### TASK REQUIREMENTS
What follows is a listing; give it again exactly, in its entirety.

### MATERIAL PROVIDED
··········

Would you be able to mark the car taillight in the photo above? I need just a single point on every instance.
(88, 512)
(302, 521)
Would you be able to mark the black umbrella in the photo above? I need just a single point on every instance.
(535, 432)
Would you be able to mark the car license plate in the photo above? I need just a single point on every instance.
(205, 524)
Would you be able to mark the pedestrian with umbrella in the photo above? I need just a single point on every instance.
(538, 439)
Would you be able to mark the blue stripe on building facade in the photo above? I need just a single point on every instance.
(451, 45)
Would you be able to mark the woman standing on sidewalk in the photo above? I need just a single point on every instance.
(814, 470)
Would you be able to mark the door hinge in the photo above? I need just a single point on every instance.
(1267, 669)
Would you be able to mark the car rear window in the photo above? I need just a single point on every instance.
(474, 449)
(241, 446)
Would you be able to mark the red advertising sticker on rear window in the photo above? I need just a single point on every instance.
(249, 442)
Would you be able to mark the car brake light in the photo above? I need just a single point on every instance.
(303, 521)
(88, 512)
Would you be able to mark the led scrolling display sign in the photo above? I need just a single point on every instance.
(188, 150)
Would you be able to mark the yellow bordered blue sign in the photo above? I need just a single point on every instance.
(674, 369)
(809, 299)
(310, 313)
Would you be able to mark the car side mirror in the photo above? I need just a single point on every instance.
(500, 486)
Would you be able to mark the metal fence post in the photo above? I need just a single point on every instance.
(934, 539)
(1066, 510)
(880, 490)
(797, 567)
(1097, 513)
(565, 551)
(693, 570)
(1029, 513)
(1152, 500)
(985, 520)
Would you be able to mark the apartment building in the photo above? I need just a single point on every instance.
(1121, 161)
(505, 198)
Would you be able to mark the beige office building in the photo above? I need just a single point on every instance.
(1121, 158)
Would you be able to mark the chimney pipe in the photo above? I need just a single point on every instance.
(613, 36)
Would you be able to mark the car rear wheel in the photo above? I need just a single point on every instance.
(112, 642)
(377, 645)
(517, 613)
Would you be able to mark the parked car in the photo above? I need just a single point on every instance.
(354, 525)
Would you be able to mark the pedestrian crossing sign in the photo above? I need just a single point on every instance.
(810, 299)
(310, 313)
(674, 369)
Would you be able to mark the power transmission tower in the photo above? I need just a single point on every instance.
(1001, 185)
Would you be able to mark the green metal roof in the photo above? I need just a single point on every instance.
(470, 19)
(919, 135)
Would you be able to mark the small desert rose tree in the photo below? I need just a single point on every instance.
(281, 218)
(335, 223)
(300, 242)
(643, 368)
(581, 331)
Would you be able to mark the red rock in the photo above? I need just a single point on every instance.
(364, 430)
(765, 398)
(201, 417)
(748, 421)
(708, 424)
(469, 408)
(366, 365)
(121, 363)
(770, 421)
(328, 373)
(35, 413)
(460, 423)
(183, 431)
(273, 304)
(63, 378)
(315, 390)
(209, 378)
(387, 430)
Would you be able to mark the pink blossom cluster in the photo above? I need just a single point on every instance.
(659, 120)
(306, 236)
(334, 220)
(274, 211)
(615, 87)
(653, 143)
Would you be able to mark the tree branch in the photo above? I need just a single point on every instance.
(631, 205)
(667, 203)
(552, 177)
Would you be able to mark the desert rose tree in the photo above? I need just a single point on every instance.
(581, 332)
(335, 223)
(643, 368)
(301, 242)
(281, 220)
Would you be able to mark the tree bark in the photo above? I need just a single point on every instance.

··········

### RESPONSE TO THE EXERCISE
Would you be able to mark the car taillight in the photo above? I need just a single point on every instance.
(88, 512)
(302, 521)
Would you be able to mark the black umbrella in the photo above? I need just a single point on every instance.
(535, 432)
Would you be able to mark the car license plate in the photo above? I need just a single point on every instance.
(205, 524)
Would you be able to mark the pedestrian with umbrella in the photo above? I need just a single point on every instance.
(538, 439)
Would you be able to mark the blue stripe on building facade in the photo above? I need just a single point on every instance.
(451, 45)
Would you be able to mark the woman standing on sidewalk in the photo above? I need just a single point on every instance.
(814, 470)
Would you be able to mark the door hinge in the photo above? I need just a single point on every instance.
(1267, 669)
Would you be able to mark the car rear window in the photo above? I need just a single point on every instance.
(474, 449)
(241, 446)
Would you be able to mark the red advertising sticker on rear window in the photo above? I need just a single point on every instance.
(249, 442)
Would you be able to mark the car brake light in the photo above? I need just a single point on every instance.
(303, 521)
(88, 512)
Would you be able to mark the led scrolling display sign in the photo above? I need just a single point on every instance.
(188, 150)
Would you be able to mark the yellow bordered blue sign in the photo above? I need just a single point on every instance.
(674, 369)
(809, 299)
(310, 313)
Would you be able to mark the car side mirror in the photo above? I need just a single point on every instance.
(500, 486)
Would you be able to mark the metal fence post in the photo above? I need just a single point on every instance.
(934, 539)
(1066, 510)
(880, 490)
(797, 567)
(1097, 513)
(565, 551)
(693, 570)
(1029, 513)
(1152, 500)
(985, 520)
Would you be able to mark the apartment building in the photo above? I need just a single point on every instance.
(1121, 161)
(505, 198)
Would you be able to mark the beige office building in the photo above? I need just a single point on every instance.
(1121, 158)
Would you be able to mark the chimney pipe in the photo above? I need just a single point on every instance.
(613, 36)
Would you be able to mark the car rear wheel in the photo above? I need just a single point on every instance.
(112, 642)
(377, 645)
(517, 613)
Would you be able to mark the parked car in the photo above? I need just a single point on every instance.
(354, 525)
Would you be able to mark the pedestrian crossing sign in the photo above? I need just a single point on every instance.
(810, 299)
(310, 313)
(674, 369)
Would you be able to mark the power transmission tower in the photo above? I need just a single point on every instance.
(1001, 185)
Would you be able to mark the green metal roof in the photo above? I need just a single point on every instance.
(470, 19)
(919, 135)
Would you be able to mark the small desert rose tree in the photo below? I need just a single point on every instance.
(281, 218)
(335, 223)
(300, 242)
(643, 368)
(581, 331)
Would you be able to mark the red rock in the photo above? I need just a single point on every instance.
(364, 430)
(765, 398)
(201, 417)
(748, 421)
(708, 424)
(469, 408)
(366, 365)
(121, 363)
(770, 421)
(328, 373)
(35, 413)
(460, 423)
(183, 431)
(273, 304)
(63, 378)
(315, 390)
(209, 378)
(387, 430)
Would you be able to mark the pink blossom cluster in the photo above? I need just a single point on every instance.
(659, 120)
(306, 236)
(334, 220)
(274, 211)
(615, 87)
(653, 143)
Would you be able to mark the tree branch in the photo above? I need just a single point on every instance.
(631, 205)
(667, 203)
(552, 177)
Would you be able to mark the desert rose tree in the photo above? I need just a single point on every instance.
(581, 332)
(335, 223)
(643, 368)
(301, 242)
(281, 220)
Would you be able to mark the tree bark in the photo above? I need just a single point on every instance.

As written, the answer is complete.